Transcreva fielmente, do trecho do documento a seguir, a parte que abre com as palavras "O Museu do Futebol, aberto" e fecha com "um mesmo contexto.".

Trecho do documento:
<<<<

Além disso, investigar o universo artístico e arquitetônico dos novos museus

contemporâneos, realizando uma pesquisa sobre como as novas manifestações

artísticas multimídia e interativas estão transformando o espaço dos museus

contemporâneos, gerando uma nova dinâmica entre obra e espectador.

No âmbito dessa problemática, a pesquisa toma como estudo de caso

museus que se enquadram nesses pré-requisitos, propondo desenvolver uma

reflexão que sirva de instrumento para a análise de projetos e propostas para novos

museus.

No Brasil, a primeira instituição a trabalhar com arte e tecnologia foi o Itaú

Cultural, em São Paulo, que desde 2002 realiza o Festival Emoção Art.ficial de

cultura digital, evento que reúne obras e artistas importantes do cenário nacional e

internacional.

Em 2006 foi inaugurado o Museu da Língua Portuguesa, junto à Estação da

Luz, projeto que incorporou o conceito de interatividade em sua concepção. Esse

museu adquiriu importância para a pesquisa por ser um espaço que foi idealizado

com o objetivo de explorar as relações de participação do público por meio do uso

de sistemas computacionais e obras multimídia.

O Museu do Futebol, aberto em 2008 e localizado sob as arquibancadas do

Estádio do Pacaembu, seguiu a mesma estratégia de aproximação do público,

tornando os espaços expositivos mais interativos e com conteúdo multimídia.

Os casos citados são interessantes para a pesquisa, pois apresentam

abordagens e formas de organização que podem ser comparadas e analisadas

12

dentro de um mesmo contexto.

1.1.3 Arte, tecnologia e interatividade

A interatividade foi aplicada neste trabalho para traduzir a noção de sistema

com que foram analisadas as relações entre arte e espectador. A tecnologia é o

meio utilizado pelos artistas para traduzir suas ideias e estabelecer uma

comunicação com o público. O envolvimento dos sentidos e a exploração do

espaço nas instalações abre novas possibilidades para a aplicação das TIC's e dos

sistemas cibernéticos integrados à arquitetura e à cidade.

>>>>

Material fornecido:
<<<<

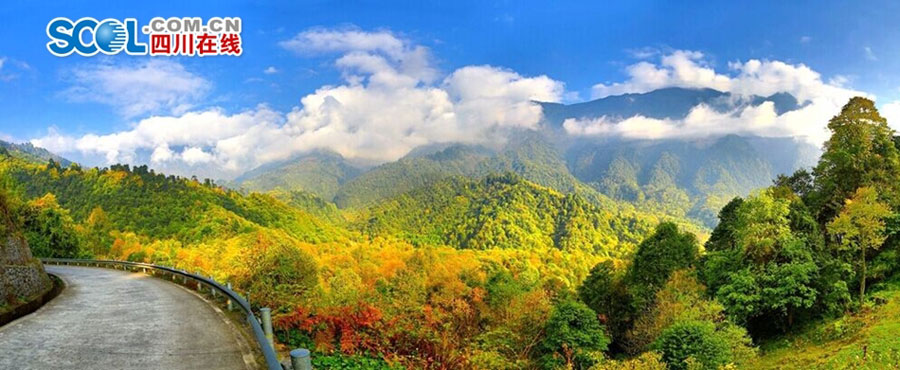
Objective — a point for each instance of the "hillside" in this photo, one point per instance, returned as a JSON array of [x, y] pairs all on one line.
[[319, 173], [504, 211], [864, 340], [31, 153], [686, 178], [678, 177], [153, 205]]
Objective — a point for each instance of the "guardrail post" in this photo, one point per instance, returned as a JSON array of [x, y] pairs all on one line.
[[212, 289], [266, 314], [230, 303], [300, 359]]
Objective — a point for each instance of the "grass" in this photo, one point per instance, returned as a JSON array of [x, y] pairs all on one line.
[[868, 339]]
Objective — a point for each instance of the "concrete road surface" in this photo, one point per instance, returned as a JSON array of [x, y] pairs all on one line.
[[109, 319]]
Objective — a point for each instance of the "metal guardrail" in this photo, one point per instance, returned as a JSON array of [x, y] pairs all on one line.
[[264, 343]]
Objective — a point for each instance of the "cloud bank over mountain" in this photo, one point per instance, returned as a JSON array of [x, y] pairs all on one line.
[[820, 100], [392, 98]]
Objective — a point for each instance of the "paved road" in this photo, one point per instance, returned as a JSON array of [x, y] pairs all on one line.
[[108, 319]]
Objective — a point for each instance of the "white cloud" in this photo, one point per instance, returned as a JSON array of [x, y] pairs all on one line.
[[390, 101], [134, 89], [819, 100], [681, 68]]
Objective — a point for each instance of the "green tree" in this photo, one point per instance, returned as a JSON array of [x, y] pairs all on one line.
[[763, 270], [605, 292], [97, 229], [692, 341], [574, 337], [861, 226], [860, 152], [667, 250], [50, 230]]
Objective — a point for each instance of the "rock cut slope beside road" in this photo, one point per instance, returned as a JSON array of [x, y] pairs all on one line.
[[108, 319]]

>>>>

Resultado:
O Museu do Futebol, aberto em 2008 e localizado sob as arquibancadas do

Estádio do Pacaembu, seguiu a mesma estratégia de aproximação do público,

tornando os espaços expositivos mais interativos e com conteúdo multimídia.

Os casos citados são interessantes para a pesquisa, pois apresentam

abordagens e formas de organização que podem ser comparadas e analisadas

12

dentro de um mesmo contexto.